• **Oefenopdracht**: Schrijf alle regels hieronder alstublieft volledig opnieuw uit en verschuif daarbij elke coördinaat in de antwoorden met -6.

• **Invoerregels**:

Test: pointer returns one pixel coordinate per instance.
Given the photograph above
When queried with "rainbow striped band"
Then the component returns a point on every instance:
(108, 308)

• **Antwoord opdracht**:
Test: pointer returns one pixel coordinate per instance.
Given the photograph above
When queried with "rainbow striped band"
Then the component returns a point on every instance:
(102, 302)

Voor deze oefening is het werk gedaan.